Supplied passage:
========

I can't write pyspark dataframe to parquet file on windows. This code works fine on MacOS pyspark setup. But it doesn't work on Windows. I followed multiple videos and setup everything
Spark
C:\Users\aryan>echo %SPARK_HOME%
C:\spark-3.4.2
C:\Users\aryan>spark-shell
Setting default log level to "WARN".
To adjust logging level use sc.setLogLevel(newLevel). For SparkR, use setLogLevel(newLevel).
24/03/28 05:43:59 WARN NativeCodeLoader: Unable to load native-hadoop library for your platform... using builtin-java classes where applicable
24/03/28 05:43:59 WARN Utils: Service 'SparkUI' could not bind on port 4040. Attempting port 4041.
Spark context Web UI available at http://10.191.10.154:4041
Spark context available as 'sc' (master = local[*], app id = local-1711604639907).
Spark session available as 'spark'.
Welcome to
____ __
/ __/__ ___ _____/ /__
_\ \/ _ \/ _ `/ __/ '_/
/___/ .__/\_,_/_/ /_/\_\ version 3.4.2
/_/
Using Scala version 2.12.17 (Java HotSpot(TM) 64-Bit Server VM, Java 1.8.0_321)
Type in expressions to have them evaluated.
Type :help for more information.
scala>
and hadoop
C:\Users\aryan>hadoop
Usage: hadoop [--config confdir] [--loglevel loglevel] COMMAND
where COMMAND is one of:
fs run a generic filesystem user client
version print the version
jar <jar> run a jar file
note: please use "yarn jar" to launch
YARN applications, not this command.
checknative [-a|-h] check native hadoop and compression libraries availability
conftest validate configuration XML files
distch path:owner:group:permisson
distributed metadata changer
distcp <srcurl> <desturl> copy file or directories recursively
archive -archiveName NAME -p <parent path> <src>* <dest> create a hadoop archive
classpath prints the class path needed to get the
Hadoop jar and the required libraries
credential interact with credential providers
jnipath prints the java.library.path
kerbname show auth_to_local principal conversion
kdiag diagnose kerberos problems
key manage keys via the KeyProvider
trace view and modify Hadoop tracing settings
daemonlog get/set the log level for each daemon
or
CLASSNAME run the class named CLASSNAME
Most commands print help when invoked w/o parameters.
C:\Users\aryan>hadoop -version
java version "1.8.0_321"
Java(TM) SE Runtime Environment (build 1.8.0_321-b07)

========

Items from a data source

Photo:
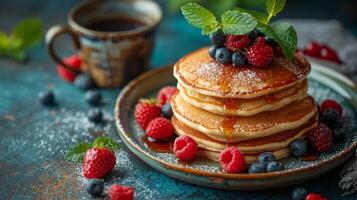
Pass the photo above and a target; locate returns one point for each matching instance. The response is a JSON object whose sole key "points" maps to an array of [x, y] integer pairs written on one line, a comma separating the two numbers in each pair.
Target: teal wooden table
{"points": [[34, 139]]}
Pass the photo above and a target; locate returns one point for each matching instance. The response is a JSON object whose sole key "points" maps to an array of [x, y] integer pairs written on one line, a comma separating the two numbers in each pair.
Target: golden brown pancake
{"points": [[234, 129], [198, 72], [245, 107], [253, 146]]}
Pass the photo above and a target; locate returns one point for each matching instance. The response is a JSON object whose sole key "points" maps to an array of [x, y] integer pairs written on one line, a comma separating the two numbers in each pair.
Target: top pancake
{"points": [[199, 72]]}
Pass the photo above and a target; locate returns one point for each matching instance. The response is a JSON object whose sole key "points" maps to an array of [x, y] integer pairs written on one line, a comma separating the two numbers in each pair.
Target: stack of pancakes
{"points": [[257, 110]]}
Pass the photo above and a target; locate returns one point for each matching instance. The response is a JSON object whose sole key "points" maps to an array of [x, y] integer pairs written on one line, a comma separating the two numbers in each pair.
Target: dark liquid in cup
{"points": [[121, 23]]}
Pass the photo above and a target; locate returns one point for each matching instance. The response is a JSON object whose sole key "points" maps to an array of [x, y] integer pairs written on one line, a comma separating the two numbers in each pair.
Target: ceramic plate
{"points": [[323, 83]]}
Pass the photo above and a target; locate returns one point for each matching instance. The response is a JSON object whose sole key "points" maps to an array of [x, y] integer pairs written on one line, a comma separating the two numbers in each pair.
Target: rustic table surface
{"points": [[34, 139]]}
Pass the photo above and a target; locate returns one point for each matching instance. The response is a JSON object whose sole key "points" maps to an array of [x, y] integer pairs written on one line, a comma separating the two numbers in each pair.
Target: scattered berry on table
{"points": [[84, 82], [223, 55], [93, 97], [217, 38], [313, 196], [47, 98], [320, 138], [298, 147], [95, 187], [266, 158], [329, 54], [212, 51], [271, 42], [165, 94], [235, 42], [275, 166], [119, 192], [160, 128], [257, 168], [185, 148], [166, 111], [299, 194], [73, 62], [95, 115], [329, 116], [238, 59], [313, 48], [330, 103], [260, 54], [232, 160], [145, 112], [98, 162]]}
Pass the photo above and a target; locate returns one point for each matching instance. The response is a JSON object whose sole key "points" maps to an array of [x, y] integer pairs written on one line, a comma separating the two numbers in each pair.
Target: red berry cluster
{"points": [[239, 50], [321, 51]]}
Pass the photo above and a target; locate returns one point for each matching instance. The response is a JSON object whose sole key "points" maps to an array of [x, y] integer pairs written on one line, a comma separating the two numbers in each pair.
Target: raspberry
{"points": [[67, 75], [329, 54], [165, 94], [260, 54], [321, 138], [313, 196], [98, 162], [160, 129], [313, 48], [235, 42], [330, 103], [145, 111], [185, 148], [232, 160], [119, 192]]}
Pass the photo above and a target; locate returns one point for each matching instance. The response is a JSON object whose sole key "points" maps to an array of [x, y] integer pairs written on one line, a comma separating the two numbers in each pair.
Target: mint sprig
{"points": [[76, 153]]}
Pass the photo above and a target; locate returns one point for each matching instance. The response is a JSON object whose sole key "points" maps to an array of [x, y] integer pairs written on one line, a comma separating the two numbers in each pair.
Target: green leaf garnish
{"points": [[76, 153], [106, 142], [237, 23], [200, 17], [273, 7]]}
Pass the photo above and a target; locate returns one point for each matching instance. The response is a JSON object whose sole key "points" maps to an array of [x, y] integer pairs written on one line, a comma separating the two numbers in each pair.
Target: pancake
{"points": [[249, 158], [198, 72], [264, 144], [245, 107], [234, 129]]}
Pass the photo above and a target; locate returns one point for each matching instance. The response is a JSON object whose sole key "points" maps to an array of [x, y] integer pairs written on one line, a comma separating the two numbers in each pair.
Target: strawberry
{"points": [[73, 61], [165, 94], [145, 111], [98, 162]]}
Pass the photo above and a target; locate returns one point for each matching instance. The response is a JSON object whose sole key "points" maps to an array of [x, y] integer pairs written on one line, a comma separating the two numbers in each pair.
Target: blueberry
{"points": [[298, 147], [329, 116], [299, 194], [95, 187], [47, 98], [166, 110], [93, 97], [217, 38], [212, 51], [266, 158], [271, 42], [95, 115], [275, 166], [84, 82], [238, 59], [223, 55], [256, 168]]}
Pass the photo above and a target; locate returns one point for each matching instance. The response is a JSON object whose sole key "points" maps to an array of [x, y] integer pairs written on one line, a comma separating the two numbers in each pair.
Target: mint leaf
{"points": [[237, 23], [76, 153], [106, 142], [273, 7], [200, 17], [284, 34], [29, 31], [260, 16]]}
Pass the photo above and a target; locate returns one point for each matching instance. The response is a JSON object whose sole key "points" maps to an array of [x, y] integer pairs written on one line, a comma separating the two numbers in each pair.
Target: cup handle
{"points": [[51, 35]]}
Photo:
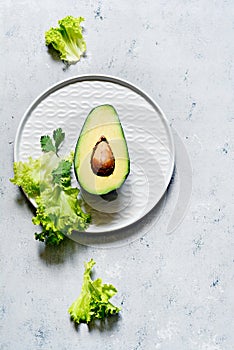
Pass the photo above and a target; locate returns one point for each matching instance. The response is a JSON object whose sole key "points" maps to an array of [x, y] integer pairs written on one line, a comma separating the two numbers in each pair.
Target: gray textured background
{"points": [[176, 290]]}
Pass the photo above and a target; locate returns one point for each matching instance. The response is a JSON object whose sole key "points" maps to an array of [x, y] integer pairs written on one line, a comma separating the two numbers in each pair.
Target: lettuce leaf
{"points": [[93, 301], [47, 180]]}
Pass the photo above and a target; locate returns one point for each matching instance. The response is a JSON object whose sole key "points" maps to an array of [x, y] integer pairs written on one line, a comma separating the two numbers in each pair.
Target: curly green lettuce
{"points": [[93, 301], [67, 39], [47, 180]]}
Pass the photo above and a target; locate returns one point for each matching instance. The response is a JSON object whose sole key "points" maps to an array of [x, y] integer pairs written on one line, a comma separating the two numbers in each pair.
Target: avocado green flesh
{"points": [[102, 121]]}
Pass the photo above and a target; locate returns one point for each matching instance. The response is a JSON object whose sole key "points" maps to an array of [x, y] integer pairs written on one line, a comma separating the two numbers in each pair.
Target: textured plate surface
{"points": [[146, 129]]}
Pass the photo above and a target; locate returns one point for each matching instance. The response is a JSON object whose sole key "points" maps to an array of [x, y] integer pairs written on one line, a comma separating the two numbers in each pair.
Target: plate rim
{"points": [[108, 78]]}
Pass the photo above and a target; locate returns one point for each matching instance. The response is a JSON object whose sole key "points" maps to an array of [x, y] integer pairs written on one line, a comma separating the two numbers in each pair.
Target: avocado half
{"points": [[101, 160]]}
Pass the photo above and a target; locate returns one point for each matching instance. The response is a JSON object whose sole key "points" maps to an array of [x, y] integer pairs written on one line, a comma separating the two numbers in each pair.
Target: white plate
{"points": [[146, 129]]}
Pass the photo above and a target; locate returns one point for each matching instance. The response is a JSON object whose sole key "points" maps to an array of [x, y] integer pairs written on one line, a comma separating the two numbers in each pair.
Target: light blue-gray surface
{"points": [[176, 291]]}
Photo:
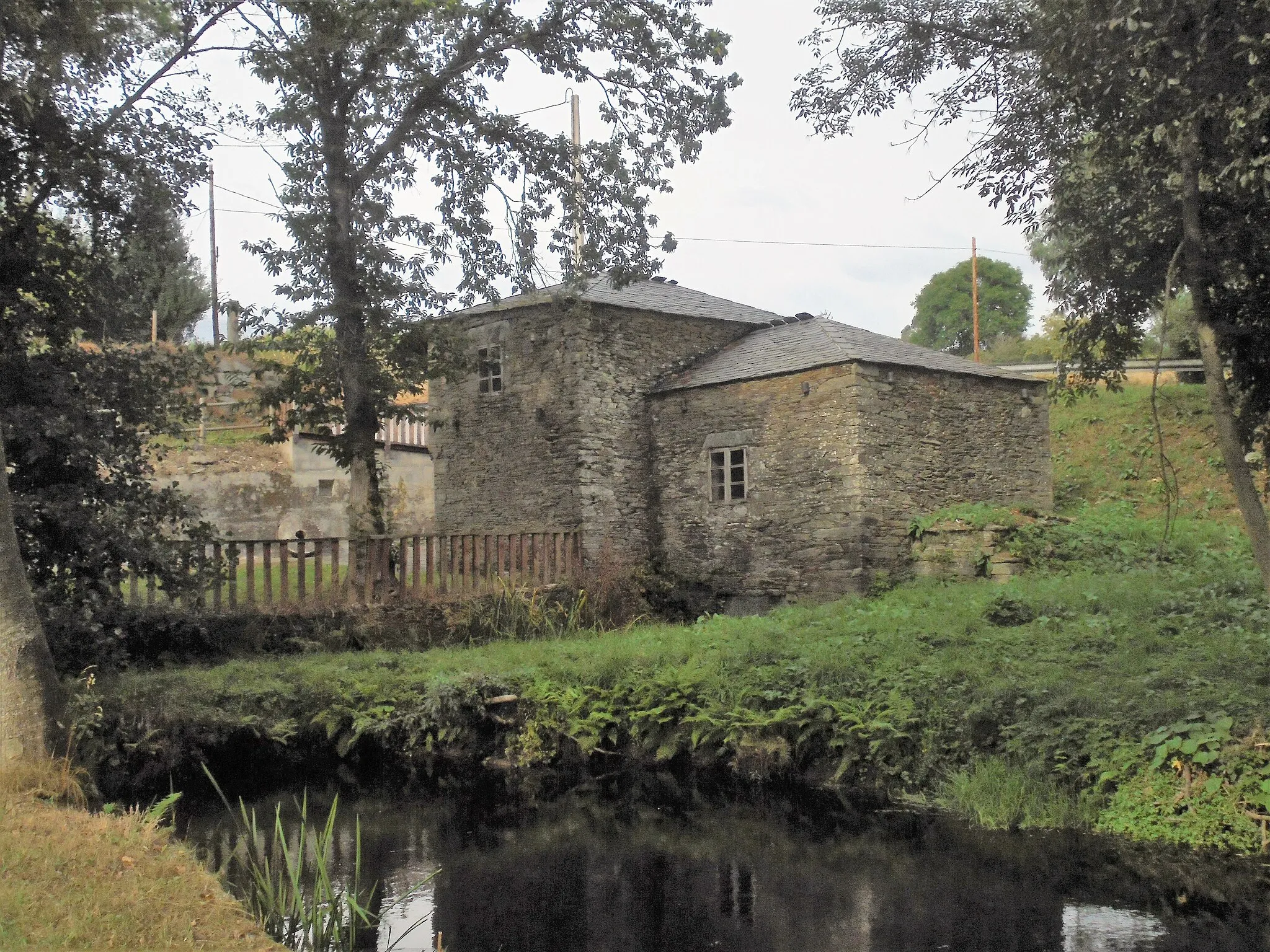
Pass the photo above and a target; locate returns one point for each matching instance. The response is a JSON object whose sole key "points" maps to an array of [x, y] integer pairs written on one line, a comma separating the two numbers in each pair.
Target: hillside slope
{"points": [[1105, 452]]}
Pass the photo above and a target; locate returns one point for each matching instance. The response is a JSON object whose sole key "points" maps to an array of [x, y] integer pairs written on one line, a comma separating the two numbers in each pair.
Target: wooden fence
{"points": [[258, 573]]}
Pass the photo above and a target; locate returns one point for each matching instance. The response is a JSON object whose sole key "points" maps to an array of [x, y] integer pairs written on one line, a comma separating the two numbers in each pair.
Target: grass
{"points": [[1001, 795], [1019, 705], [1103, 450], [74, 880]]}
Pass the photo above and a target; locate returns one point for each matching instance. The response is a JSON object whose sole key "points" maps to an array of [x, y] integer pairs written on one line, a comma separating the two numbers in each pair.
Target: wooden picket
{"points": [[267, 573]]}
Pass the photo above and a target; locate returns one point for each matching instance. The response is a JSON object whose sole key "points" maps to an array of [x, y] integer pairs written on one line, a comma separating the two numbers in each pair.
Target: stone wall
{"points": [[840, 471], [961, 551], [566, 443], [798, 531], [929, 441]]}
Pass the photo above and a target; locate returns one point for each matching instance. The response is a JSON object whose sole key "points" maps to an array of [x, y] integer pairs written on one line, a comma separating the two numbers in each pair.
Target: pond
{"points": [[779, 876]]}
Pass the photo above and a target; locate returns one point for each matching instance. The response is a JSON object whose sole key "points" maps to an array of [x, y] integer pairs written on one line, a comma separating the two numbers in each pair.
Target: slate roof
{"points": [[659, 296], [818, 342]]}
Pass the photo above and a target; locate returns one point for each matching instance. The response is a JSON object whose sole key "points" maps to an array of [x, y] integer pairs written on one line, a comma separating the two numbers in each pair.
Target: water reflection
{"points": [[591, 879], [1105, 930]]}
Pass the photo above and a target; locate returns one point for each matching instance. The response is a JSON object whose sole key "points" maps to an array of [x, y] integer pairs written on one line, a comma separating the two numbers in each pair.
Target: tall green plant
{"points": [[291, 886]]}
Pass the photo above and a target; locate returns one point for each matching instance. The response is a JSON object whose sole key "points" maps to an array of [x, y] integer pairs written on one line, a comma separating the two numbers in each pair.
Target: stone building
{"points": [[768, 457]]}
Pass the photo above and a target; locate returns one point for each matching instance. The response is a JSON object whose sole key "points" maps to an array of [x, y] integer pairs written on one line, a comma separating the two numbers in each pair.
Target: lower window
{"points": [[729, 472]]}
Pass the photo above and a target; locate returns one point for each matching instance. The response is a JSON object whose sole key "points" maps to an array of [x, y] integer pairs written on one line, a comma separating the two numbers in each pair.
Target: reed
{"points": [[288, 883]]}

========

What the task requires:
Based on the post about writing a PySpark dataframe to Parquet on Windows, decide whether each statement agrees with it. For each, answer yes or no and quote the words of the post that decide it.
1. The Spark shell reported using Scala version 2.12.17.
2. The Spark UI bound successfully to port 4040.
3. The same code also fails on a MacOS PySpark setup.
Rely only on the post itself when responding.

Task answer:
1. Yes: "Using Scala version 2.12.17"
2. No: "Service 'SparkUI' could not bind on port 4040. Attempting port 4041."
3. No: "This code works fine on MacOS pyspark setup."